[PROVIDED PASSAGE]:

[start]

WIP: Add GPU aware MPI support in cannon algorithm

gsitaram commented 1 year ago

If CUDA or HIP backend is enabled, --WITH-DBCSR-G2G CMake option enables the following:

Use device arrays in MPI transfers in the cannon algorithm implementation.
Move norms calculation to GPU
Transfer the matrix images once to GPU and transpose the B matrix once. All MPI Isend and Irecv calls will transfer the data in device buffers instead of host buffers.
MPI transfers and multiplications remain overlapped

Requirements:

An MPI implementation that supports GPU aware communication.

Need help with the following:

The OpenCL build fails with "undefined reference to c_calculate_norms" error, @hfp, could you help me fix it for the OpenCL backend?
The ROCm build fails with undefined references in OpenMPI. I am guessing we have to fix the CI build to include ROCm aware support when building UCX that OpenMPI depends on.

[end]

[YOUR TASKS]:
1. In the pull request on GPU-aware MPI in the cannon algorithm, which CMake option turns on these features when a CUDA or HIP backend is enabled?
2. Please pick up the pull request on GPU-aware MPI in the cannon algorithm from its last sentence and continue it.
The records have no connection to the text.

Records of named object pointing:
[start]

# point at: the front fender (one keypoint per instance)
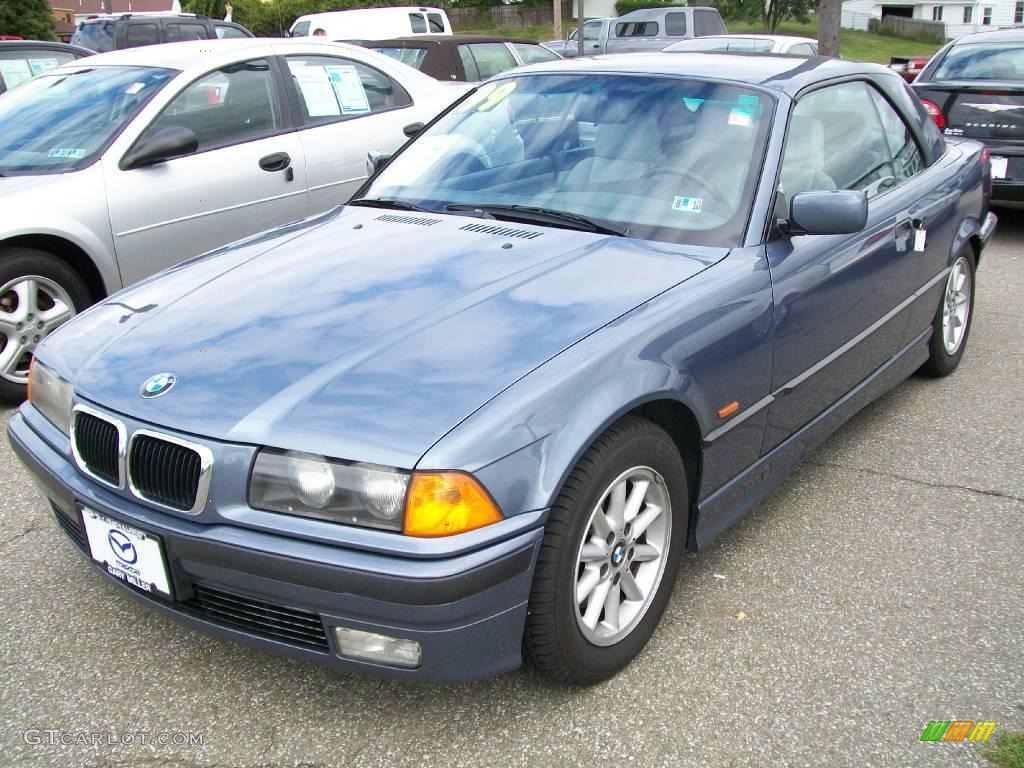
(701, 344)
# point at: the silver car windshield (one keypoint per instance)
(655, 158)
(61, 121)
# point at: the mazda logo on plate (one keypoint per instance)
(158, 385)
(122, 547)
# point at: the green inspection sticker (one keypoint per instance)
(67, 152)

[end]

[RESULTS OF THE TASKS]:
1. The --WITH-DBCSR-G2G option.

2.
I need to include AMD copyright lines in each file modified, but this does not seem acceptable for the pre-commit script. Please let me know how to get around this.

jenkins-cscs commented 1 year ago

Can one of the admins verify this patch?

codecov[bot] commented 1 year ago

Codecov Report

Attention: 64 lines in your changes are missing coverage. Please review.

Comparison is base (5d92807) 67.0% compared to head (b76c8bd) 66.8%. Report is 129 commits behind head on develop.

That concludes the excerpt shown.